[Dataset entries]

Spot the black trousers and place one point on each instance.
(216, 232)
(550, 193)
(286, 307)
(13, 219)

◆ What to work on ◆
Repeat all the lines above verbatim.

◆ Reply to the exercise ◆
Spot the black trousers and place one point on each instance.
(216, 232)
(550, 193)
(286, 307)
(13, 219)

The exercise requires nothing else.